START DATA FOR REVIEW

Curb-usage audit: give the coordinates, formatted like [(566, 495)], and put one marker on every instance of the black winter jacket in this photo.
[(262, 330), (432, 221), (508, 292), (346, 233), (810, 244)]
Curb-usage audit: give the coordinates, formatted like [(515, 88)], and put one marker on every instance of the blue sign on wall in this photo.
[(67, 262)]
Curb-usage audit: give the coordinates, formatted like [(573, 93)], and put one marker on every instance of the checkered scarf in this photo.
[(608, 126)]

END DATA FOR REVIEW

*ASSIGNED TASK*
A word-for-word restatement of all the records is required.

*ANSWER FOR THIS EXERCISE*
Curb-usage audit: give the coordinates, formatted like [(566, 495)], and put one marker on every instance of the black winter jacket in this photo.
[(262, 330), (432, 221), (508, 292), (346, 233), (810, 244)]
Curb-usage audit: give the coordinates, formatted like [(515, 88)], and put one marker on every instance of the blue sign on wall in this photo.
[(67, 262)]
Curb-usage audit: give the coordinates, formatted like [(573, 93)], and put one marker on every instance of the checkered scarf in this photo.
[(608, 126)]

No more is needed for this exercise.